Reproduce this listing in full.

TASK INPUTS —
+===+

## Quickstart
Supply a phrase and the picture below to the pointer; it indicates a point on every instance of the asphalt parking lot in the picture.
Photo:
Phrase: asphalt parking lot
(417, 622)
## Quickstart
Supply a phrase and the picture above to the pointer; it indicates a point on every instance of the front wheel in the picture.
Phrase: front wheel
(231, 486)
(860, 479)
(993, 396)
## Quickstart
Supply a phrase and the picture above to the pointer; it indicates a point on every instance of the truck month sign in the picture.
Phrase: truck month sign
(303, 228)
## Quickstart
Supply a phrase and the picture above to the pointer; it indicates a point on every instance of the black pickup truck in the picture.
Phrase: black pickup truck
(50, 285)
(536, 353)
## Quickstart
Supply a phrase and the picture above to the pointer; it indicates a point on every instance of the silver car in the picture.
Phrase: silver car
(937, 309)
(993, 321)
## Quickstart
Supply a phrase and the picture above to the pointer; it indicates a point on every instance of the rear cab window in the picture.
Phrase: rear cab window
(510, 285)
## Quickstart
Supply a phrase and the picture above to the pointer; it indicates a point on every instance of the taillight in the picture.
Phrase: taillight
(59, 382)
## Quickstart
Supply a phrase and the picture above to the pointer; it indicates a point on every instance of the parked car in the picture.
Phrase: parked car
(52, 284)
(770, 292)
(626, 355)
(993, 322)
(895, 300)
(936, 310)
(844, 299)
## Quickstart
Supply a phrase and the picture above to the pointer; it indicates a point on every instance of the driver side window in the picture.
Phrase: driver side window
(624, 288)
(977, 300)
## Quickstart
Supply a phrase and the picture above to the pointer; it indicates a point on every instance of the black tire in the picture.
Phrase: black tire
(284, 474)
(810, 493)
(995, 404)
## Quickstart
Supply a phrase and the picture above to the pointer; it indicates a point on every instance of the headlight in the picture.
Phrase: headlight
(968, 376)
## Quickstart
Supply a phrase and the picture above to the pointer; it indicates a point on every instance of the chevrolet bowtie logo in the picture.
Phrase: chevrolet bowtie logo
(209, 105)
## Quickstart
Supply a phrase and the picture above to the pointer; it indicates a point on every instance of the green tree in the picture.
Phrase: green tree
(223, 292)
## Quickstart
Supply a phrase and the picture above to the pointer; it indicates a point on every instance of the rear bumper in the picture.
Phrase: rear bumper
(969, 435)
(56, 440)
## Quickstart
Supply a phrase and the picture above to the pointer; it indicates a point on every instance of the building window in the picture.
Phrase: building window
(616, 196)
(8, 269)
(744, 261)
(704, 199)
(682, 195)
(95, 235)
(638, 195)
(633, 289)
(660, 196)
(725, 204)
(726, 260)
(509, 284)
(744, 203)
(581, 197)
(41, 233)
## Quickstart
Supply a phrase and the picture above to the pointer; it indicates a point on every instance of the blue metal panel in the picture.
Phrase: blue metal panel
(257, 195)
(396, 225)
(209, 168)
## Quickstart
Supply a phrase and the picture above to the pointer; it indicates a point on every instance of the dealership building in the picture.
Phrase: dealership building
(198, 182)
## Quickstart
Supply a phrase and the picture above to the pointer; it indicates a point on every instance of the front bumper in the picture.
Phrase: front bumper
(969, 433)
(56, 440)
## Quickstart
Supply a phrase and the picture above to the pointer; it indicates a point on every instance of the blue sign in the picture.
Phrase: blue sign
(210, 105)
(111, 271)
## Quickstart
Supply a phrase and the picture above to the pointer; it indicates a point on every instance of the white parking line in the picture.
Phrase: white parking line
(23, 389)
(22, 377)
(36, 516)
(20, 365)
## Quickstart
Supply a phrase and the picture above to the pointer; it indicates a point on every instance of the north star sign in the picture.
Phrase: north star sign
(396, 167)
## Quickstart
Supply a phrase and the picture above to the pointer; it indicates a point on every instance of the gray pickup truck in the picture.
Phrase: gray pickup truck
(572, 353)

+===+

THE SOLUTION —
## Quickstart
Supply a phrase and the picture below to the pointer; it indicates a point on every instance of the asphalt parking lot in the picture.
Photo:
Phrase: asphalt parking lot
(417, 622)
## Quickstart
Supply a phrase and the picture above to the pointer; it indicates a point on every instance of the front wheel in the picture.
Phrase: front wheel
(231, 486)
(860, 479)
(993, 396)
## Quickstart
Supply a phrase and the picture above to the pointer; it indicates a point on every instance of the truck month sign in the picture.
Phrase: truck month sign
(303, 228)
## Quickstart
Supply a phrase and the picture above to the pointer; it indicates a point on every instance of the black pickup truck in the picture.
Phrase: black pickup truck
(50, 285)
(536, 353)
## Quickstart
Supply a phrase and the picture above to the pointer; it indicates a point on every instance of the silver car in the picture.
Phrase: silver car
(937, 309)
(993, 321)
## Quickstart
Supply a phrase and the picture above to the pointer; it indicates a point on every instance of the rear cab window in the picture.
Phrase: rear cab window
(510, 285)
## Quickstart
Supply a phrase and the picture above to the pointer; it indicates a point on every instance of the taillight in the picture.
Phrase: taillight
(59, 382)
## Quickstart
Supply a phrase and the picture above to the pointer; it indicates a point on every instance of the parked car in the picture.
Phrase: parked car
(52, 284)
(770, 292)
(626, 355)
(993, 322)
(895, 300)
(936, 310)
(844, 299)
## Quickstart
Supply a phrase and the picture above to the pointer; it indicates a point on every instance of the driver side window in the picture.
Phrase: driver side window
(624, 288)
(977, 300)
## Quickstart
Supply a phrase and the picture above to the pointer; it indicates a point on every instance of the black tire in the picture.
Phrase: black tire
(284, 474)
(810, 493)
(995, 404)
## Quickstart
Supply a phrase and the picture above to the pointer; it indicates a point on every instance of the headlight in the picture.
Phrase: headlight
(968, 376)
## Quickstart
Supply a phrase and the picture above to the pointer; it indicates a point on every instance of the chevrolet bowtie logo in the picture.
Phrase: chevrolet bowtie logo
(209, 105)
## Quickstart
Supply a phrase and the picture above to the pointer; it indicates a point on every instance of the green tree in the picture.
Phrase: green tree
(223, 292)
## Quickstart
Supply a phrase and the picture above to the pointer; it indicates a point on every instance of the rear bumper in the picture.
Phrase: rear bumper
(969, 435)
(56, 440)
## Quickstart
Supply a phrase and the picture above to the pointer; it indicates a point on every instance of the building window in the picture.
Phrase: building window
(616, 196)
(8, 269)
(744, 261)
(704, 199)
(682, 195)
(95, 235)
(638, 195)
(633, 289)
(660, 196)
(725, 204)
(726, 260)
(509, 284)
(744, 203)
(581, 197)
(41, 233)
## Quickstart
Supply a phrase and the picture above to the pointer; it indicates a point on every instance of the blue metal panel in the picture.
Phrase: blue metal panel
(257, 195)
(396, 225)
(209, 168)
## Quickstart
Supply a phrase and the picture above to the pointer; it indicates a point on every instance of the dealership building in the picture.
Phrase: dealership building
(198, 182)
## Quickstart
Supply a phrase and the picture above to the pointer; it indicates a point on every instance of the front bumper in the picture.
Phrase: front bumper
(969, 433)
(56, 440)
## Quickstart
Supply a phrase and the picture above to the pointer; it indicates a point on every instance of the blue sign in the picture.
Phrase: blue sign
(210, 105)
(111, 271)
## Quickstart
Supply a phrase and the picture above to the pointer; it indicates a point on every instance of the white parking line in the picture.
Phrase: white parking line
(23, 389)
(22, 377)
(36, 516)
(20, 365)
## Quickstart
Supply a phrase and the picture above to the pointer; it indicates a point on every instance of the north star sign in the picture.
Phrase: north star sign
(396, 167)
## Quickstart
Supply a phrase and the picture above to the pointer; it indicates a point on every instance of the gray pickup truck in the picture.
Phrase: gray pickup truck
(572, 353)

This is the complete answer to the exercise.